Text:
The Strengthening of Australian Banks' Capital Position

A bank's capital provides it with the ability to absorb losses, making it a core part of their resilience against adverse shocks. Capital is more expensive than other types of funding because investors require additional compensation since it bears losses first. As a result, banks have an incentive to optimise the amount of capital on their balance sheets. The amount of capital held by a bank is most commonly measured as a ratio to its risk-weighted assets.

Australian banks have substantially increased their capital ratios since the financial crisis. The total capital ratio of the Australian banking system has risen by 3¾ percentage points since the start of 2008, and currently stands at 14¼ per cent (Graph 1). The quality of banks' capital has also improved. In particular, Common Equity Tier 1 (CET1) capital – the highest quality form of capital – has accounted for most of the rise in total capital since it was introduced as a minimum requirement in 2013.[4] The combined CET1 capital ratio of the major Australian banks appears to have also strengthened relative to international banks more recently, and it is estimated to now be in the top quartile of the global distribution. Overall, Australian banks have a substantial buffer above APRA's minimum regulatory capital requirements.[5]

Graph 1
Graph 1 Banks' Capital Ratios

Banks have used a range of methods to increase their capital base. These have included the accumulation of retained earnings, dividend reinvestment plans (DRPs) and new equity issuance – with broadly similar amounts raised through each of these methods since 2008 (Graph 2).[6] Since the financial crisis, there has been a fairly steady increase in retained earnings and equity from DRPs, while new equity issuance was mainly used immediately after the financial crisis and then again in the second half of 2015. Retained earnings have contributed a small amount to capital over the past two years as profits have been little changed.

Information supplied:
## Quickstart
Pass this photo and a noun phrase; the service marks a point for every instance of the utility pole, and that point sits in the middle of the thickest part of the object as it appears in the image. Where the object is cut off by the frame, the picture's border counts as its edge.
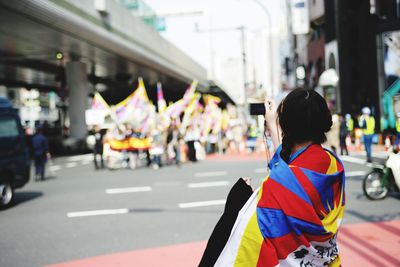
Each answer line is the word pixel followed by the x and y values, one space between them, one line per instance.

Set exercise: In the text on Australian banks' capital above, what level does the total capital ratio of the Australian banking system currently stand at?

Response to the task: 14¼ per cent